─── Selected passage

VMWare Server 2 on Windows 2003R2 rolling back

Friday, January 23rd, 2009

I had an annoying error:

VMware Server — Error 1718. File C:\WINDOWS\Installer\33f11.msi was rejected by digital signature policy.

when installing VMWare Server 2.0.0 on Windows 2003R2 Server with all the normal updates.

Googling around, I found this document describing a patch, available here
After a reboot, it worked without any errors…
Problem solved!

FreeNAS as a backup server

Sunday, December 7th, 2008

I recently had a big issue with my backup machine, on which I had a couple of disks mounted, and where I copied some important data to, once in a while, as a sort-of-backup strategy.

Off course, the one disk holding the most important data died, and I didn’t notice fast enough… And when the shit hits the fan, Murphy decided to crash my MS Exchange setup and database on my testing machine, which held _all_ my mails from the past 8 years… (very important things, config backups, license keys, important addresses, passwords, …) I realised: now is _the_time_ to get a decent backup strategy set up.

I already had a small 2U rackmountable box which I got from a former colleague and that could hold 5 normal 3,5″ disks. I had 3 Western Digital Raid Edition 250GB SATA-II disks in the old ‘backup server’ that could be wiped after some copying, and an Athlon XP 2600+ without any SATA on board. I plugged in 2 SiS PCI 2 port SATA cards and ordered a fourth WD RE 250GB disk at work.

──────

Written task A:
According to the blog excerpt, what made the author decide it was time to set up a decent backup strategy? Answer in one to three sentences.
Written task B:
Please locate each line in the records that contains the string "blue", and copy those lines.
The blog excerpt and the records are unrelated material.

─── Records

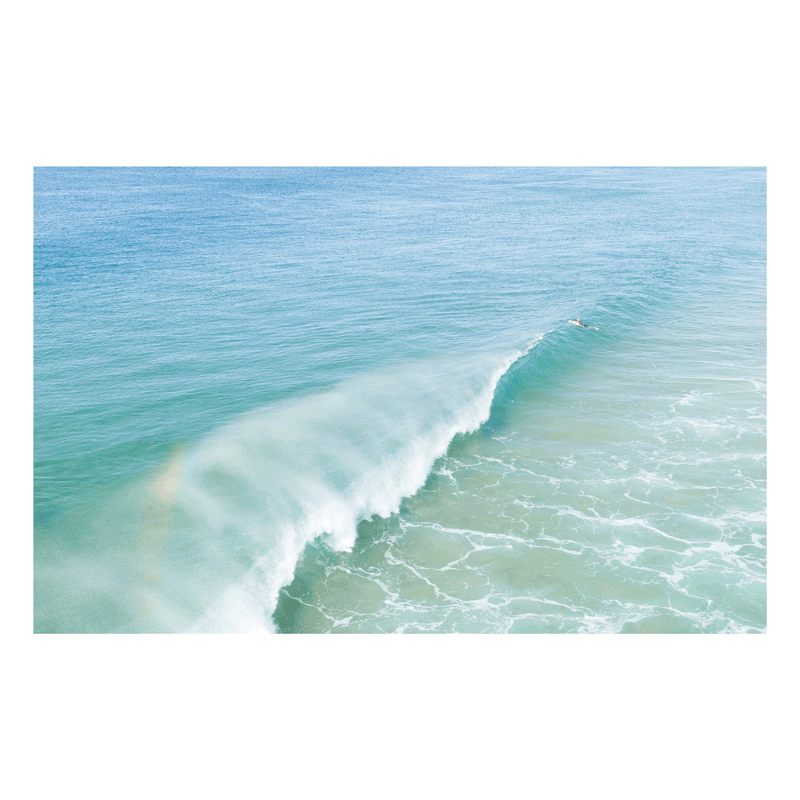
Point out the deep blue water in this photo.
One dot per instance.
(317, 400)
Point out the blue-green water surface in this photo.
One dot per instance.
(350, 400)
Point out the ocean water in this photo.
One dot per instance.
(350, 401)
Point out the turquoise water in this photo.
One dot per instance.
(349, 400)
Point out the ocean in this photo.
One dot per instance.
(349, 400)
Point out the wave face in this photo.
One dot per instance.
(348, 401)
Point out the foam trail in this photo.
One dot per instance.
(287, 474)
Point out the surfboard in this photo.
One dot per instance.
(581, 325)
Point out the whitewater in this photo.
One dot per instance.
(350, 400)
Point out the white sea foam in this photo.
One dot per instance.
(322, 465)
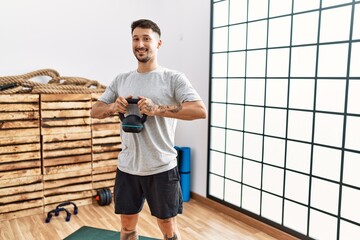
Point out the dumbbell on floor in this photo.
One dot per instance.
(104, 197)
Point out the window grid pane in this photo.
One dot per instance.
(284, 123)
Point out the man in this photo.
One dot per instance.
(147, 163)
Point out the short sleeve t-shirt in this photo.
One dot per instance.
(152, 150)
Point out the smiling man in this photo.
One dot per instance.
(147, 165)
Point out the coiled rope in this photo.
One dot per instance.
(56, 85)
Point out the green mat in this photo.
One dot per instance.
(90, 233)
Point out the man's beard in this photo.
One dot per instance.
(143, 60)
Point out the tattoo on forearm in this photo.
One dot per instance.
(130, 236)
(173, 109)
(170, 238)
(107, 114)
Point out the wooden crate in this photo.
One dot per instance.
(66, 148)
(106, 145)
(20, 197)
(19, 136)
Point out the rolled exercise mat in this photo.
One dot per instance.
(184, 170)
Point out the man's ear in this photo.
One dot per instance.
(159, 43)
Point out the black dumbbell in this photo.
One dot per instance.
(56, 211)
(104, 197)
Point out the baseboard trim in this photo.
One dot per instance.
(274, 232)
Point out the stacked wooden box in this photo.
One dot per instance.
(52, 151)
(66, 148)
(106, 145)
(21, 186)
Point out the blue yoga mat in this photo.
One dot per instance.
(90, 233)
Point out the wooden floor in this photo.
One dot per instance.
(196, 223)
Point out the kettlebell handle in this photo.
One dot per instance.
(133, 101)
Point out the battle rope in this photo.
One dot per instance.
(56, 85)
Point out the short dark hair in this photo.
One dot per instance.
(145, 23)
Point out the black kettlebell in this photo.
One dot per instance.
(132, 123)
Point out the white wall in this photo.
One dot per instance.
(91, 39)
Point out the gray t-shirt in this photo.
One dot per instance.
(152, 150)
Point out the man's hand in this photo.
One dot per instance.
(147, 106)
(120, 105)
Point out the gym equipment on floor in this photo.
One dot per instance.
(104, 197)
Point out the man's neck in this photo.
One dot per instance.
(146, 67)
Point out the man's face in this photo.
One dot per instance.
(145, 44)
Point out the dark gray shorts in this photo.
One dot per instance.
(162, 192)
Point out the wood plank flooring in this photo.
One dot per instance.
(198, 222)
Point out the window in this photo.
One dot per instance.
(285, 118)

──────

Reply A:
The disk on the backup machine that held the most important data died, and the author didn't notice fast enough. Then the MS Exchange setup and database on the testing machine crashed. That database held all the author's mail from the past 8 years, including config backups, license keys, important addresses and passwords.

Reply B:
Point out the deep blue water in this photo.
Point out the blue-green water surface in this photo.
Point out the blue yoga mat in this photo.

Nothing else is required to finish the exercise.